### Given data
────

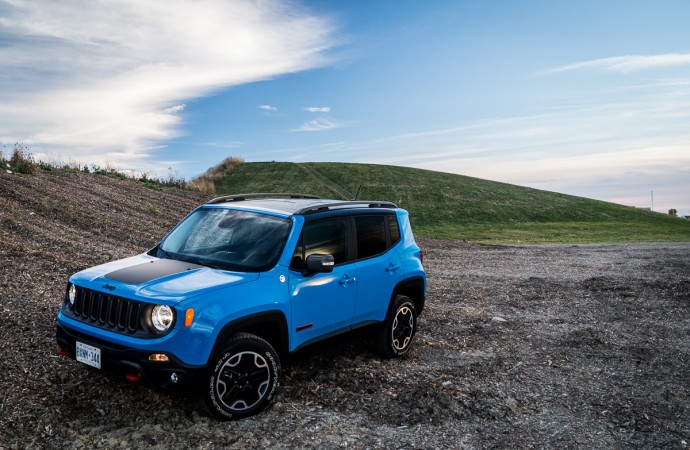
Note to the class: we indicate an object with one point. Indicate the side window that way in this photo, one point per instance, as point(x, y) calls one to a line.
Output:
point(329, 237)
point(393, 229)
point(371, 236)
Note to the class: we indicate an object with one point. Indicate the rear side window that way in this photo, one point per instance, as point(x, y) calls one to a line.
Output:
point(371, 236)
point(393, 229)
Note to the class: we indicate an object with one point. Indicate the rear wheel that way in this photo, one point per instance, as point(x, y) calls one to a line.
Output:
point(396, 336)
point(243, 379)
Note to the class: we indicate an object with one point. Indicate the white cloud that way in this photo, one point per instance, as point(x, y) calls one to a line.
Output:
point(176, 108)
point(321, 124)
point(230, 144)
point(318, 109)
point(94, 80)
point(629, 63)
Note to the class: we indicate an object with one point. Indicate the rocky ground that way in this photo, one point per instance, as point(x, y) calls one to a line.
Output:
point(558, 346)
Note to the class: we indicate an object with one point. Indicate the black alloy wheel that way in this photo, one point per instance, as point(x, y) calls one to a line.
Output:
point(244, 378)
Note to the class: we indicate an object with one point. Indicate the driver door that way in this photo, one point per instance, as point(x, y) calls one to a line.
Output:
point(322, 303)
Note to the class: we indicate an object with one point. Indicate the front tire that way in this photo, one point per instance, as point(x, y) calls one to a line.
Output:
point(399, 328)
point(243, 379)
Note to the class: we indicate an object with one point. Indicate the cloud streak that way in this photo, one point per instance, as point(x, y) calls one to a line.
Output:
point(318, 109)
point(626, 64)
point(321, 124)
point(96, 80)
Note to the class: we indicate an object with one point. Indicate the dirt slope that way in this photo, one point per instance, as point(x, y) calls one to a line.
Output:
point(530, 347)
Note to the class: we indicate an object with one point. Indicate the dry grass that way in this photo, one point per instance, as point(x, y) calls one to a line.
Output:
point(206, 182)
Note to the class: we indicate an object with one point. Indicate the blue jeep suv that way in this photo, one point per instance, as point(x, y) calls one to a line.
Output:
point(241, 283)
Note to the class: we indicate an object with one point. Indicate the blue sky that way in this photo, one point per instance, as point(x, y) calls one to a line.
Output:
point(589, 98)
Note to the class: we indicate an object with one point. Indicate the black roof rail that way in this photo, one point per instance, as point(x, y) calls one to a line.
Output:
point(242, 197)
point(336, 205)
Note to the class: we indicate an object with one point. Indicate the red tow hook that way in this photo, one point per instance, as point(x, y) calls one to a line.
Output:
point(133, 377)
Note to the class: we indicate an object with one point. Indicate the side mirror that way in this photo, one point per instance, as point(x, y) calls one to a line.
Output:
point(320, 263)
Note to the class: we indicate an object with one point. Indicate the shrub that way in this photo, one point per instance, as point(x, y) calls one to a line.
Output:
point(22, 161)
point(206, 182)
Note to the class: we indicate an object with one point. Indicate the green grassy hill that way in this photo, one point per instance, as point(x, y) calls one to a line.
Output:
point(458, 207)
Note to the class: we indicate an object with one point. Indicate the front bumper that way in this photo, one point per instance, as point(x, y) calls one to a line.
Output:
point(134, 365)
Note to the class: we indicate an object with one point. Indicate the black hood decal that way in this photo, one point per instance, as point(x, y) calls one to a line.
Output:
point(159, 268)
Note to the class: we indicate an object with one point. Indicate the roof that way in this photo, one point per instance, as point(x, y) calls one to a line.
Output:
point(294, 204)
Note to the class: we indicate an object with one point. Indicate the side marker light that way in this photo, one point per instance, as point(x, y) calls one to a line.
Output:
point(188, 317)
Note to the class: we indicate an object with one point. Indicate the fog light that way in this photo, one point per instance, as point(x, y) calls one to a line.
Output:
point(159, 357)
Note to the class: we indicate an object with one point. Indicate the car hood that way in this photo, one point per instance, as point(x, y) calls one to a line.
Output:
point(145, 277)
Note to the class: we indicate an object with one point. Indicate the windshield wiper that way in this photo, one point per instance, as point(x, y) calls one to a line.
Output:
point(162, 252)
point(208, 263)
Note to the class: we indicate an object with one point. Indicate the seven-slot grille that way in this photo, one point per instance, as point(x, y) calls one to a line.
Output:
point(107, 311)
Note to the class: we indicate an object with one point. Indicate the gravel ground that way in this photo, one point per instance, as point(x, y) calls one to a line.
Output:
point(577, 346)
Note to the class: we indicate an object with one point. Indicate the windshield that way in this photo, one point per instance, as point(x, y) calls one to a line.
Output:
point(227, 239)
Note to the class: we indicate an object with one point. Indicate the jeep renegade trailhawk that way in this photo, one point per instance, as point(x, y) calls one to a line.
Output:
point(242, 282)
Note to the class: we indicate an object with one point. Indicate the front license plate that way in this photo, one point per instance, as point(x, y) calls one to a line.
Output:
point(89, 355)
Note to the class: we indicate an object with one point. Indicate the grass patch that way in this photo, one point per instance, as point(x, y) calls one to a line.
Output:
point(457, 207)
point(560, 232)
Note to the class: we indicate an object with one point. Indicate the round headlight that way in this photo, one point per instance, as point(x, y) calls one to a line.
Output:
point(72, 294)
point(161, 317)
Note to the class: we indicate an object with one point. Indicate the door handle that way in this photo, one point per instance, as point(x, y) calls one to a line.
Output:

────

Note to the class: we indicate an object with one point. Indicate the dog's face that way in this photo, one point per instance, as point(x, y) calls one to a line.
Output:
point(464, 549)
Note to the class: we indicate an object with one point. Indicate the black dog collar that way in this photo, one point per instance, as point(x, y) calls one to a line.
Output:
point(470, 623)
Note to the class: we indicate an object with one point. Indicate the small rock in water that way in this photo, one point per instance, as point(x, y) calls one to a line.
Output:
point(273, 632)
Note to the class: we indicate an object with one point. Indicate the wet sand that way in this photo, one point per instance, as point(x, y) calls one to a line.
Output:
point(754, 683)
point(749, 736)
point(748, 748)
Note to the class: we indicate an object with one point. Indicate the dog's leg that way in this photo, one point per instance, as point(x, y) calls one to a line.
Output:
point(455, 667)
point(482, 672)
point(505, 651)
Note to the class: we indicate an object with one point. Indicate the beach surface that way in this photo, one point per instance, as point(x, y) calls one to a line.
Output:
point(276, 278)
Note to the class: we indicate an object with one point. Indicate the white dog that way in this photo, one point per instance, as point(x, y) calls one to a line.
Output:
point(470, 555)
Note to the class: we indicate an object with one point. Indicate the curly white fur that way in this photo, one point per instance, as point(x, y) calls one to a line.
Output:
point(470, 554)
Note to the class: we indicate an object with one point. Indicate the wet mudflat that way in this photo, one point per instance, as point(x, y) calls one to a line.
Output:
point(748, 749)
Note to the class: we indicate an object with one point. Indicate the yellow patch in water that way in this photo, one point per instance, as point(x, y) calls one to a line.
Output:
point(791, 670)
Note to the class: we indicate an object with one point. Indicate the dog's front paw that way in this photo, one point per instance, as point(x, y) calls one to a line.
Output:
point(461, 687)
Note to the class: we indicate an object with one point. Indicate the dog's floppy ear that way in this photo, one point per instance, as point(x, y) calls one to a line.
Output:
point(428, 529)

────

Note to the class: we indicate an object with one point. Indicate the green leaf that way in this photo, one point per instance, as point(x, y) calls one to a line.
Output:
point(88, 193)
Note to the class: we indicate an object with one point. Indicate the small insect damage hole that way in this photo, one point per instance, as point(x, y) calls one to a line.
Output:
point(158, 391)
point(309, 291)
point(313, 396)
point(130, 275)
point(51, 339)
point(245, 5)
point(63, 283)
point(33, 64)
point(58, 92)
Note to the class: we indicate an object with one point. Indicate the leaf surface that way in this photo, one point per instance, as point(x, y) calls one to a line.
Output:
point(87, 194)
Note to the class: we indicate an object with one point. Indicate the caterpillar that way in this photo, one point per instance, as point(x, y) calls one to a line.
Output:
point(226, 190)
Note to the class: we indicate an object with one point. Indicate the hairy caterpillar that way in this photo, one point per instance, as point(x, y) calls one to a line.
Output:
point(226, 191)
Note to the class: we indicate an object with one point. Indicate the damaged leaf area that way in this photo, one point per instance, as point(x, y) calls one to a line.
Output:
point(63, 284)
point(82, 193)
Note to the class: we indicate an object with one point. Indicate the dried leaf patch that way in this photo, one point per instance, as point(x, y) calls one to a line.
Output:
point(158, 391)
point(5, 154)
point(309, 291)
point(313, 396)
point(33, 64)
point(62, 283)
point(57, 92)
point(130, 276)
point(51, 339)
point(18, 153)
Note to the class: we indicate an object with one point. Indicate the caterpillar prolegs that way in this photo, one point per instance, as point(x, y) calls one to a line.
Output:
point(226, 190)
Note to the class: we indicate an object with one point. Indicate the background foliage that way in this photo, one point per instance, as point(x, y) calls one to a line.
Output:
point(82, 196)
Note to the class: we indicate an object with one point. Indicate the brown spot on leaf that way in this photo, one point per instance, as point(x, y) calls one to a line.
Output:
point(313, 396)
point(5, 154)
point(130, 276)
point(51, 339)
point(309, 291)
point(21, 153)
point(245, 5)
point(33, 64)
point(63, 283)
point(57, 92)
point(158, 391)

────

### Required task
Please print the stretch of the items above from the line containing "Indicate the car" through the line containing "point(208, 263)", both ends included, with every character unchanged.

### Completed exercise
Note to the class: we indicate an object with one point. Indicate the car hood that way in this photo, one point per instance, as point(x, y) calls one to a line.
Output:
point(145, 277)
Note to the class: we indicate an object with one point. Indicate the windshield wiper that way in this photo, one point per instance, as point(x, y) calls one to a line.
Output:
point(162, 252)
point(208, 263)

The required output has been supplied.